> _Work request_
Copy each line of the data below, character for character.

> _Task input_
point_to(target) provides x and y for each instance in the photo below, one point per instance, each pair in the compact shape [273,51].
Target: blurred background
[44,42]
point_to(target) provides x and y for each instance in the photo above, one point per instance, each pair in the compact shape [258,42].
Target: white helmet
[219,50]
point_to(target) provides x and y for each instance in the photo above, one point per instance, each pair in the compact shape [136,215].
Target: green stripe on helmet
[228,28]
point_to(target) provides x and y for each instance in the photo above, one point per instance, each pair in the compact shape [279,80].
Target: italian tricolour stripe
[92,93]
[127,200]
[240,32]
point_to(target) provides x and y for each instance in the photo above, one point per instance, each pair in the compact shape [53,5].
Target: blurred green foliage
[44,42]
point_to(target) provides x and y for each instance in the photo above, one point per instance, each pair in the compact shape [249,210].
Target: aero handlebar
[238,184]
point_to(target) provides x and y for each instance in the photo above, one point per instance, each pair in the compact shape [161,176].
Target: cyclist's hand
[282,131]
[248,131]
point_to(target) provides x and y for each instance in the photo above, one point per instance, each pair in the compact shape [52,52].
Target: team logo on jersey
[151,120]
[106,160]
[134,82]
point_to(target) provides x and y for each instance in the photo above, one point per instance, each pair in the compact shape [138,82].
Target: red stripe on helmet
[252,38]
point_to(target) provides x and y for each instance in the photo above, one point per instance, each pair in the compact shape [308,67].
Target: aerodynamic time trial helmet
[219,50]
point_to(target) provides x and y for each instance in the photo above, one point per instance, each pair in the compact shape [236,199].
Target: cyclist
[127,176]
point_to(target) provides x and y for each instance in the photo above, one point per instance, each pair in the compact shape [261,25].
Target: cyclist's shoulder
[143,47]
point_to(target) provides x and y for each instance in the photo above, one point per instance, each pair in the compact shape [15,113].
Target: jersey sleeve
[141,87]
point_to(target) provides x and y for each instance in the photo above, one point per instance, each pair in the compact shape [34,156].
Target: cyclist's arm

> _Exercise result_
point_to(target) provides x and y for each instance in the photo below, one point per instance, each pair in the compact shape [273,51].
Target: blurred background
[44,42]
point_to(target) provides x and y for each instance in the photo above, one point per instance, each pair in the compact shape [258,42].
Target: white helmet
[219,50]
point_to(target) provides x and y for each instance in the photo above, one point per instance, each pair in the compact shape [136,215].
Target: green stripe on helmet
[228,28]
point_to(target) provides x and y for each instance in the photo above, one point per instance, each pair in the compact shape [279,80].
Target: italian tricolour stripe
[92,93]
[127,200]
[240,32]
point_to(target) provides x and y for each instance in the photo above, one point per instance, each pair in the compact shape [53,5].
Target: blurred green foliage
[44,42]
point_to(target) provides x and y for each instance in the photo above, one point per instance, each pair in the compact shape [249,210].
Target: aero handlebar
[238,184]
point_to(target) provides x and y for each instance in the photo above, one point per instance, each pair in the compact shape [161,176].
Target: cyclist's hand
[282,131]
[248,131]
point_to(target) provides x and y for each instance in the photo above, one point per instance, each pair in the compact shape [52,52].
Target: team logo on jersey
[151,120]
[106,160]
[134,82]
point_to(target) provides x and y for each instance in the photo above, one point per instance, each pair in the compact shape [138,82].
Target: red stripe on helmet
[252,38]
point_to(target) provides x and y for each instance in the photo above, one point per instance, each pair in the compact shape [308,67].
Target: aerodynamic time trial helmet
[219,50]
point_to(target) provides x and y for each instance in the photo above, one point per instance, each pair in the compact shape [236,199].
Target: cyclist
[127,176]
point_to(target) provides x and y for each instance in the photo above, one point per instance, each pair in the compact shape [261,25].
Target: cyclist's shoulder
[143,47]
point_to(target) provides x and y for each instance in the photo above, one point per instance, each pair in the compact shape [15,113].
Target: jersey sleeve
[141,87]
point_to(target) provides x and y for each instance in the photo above, one point per instance, each pair in the compact shape [34,156].
Target: cyclist's arm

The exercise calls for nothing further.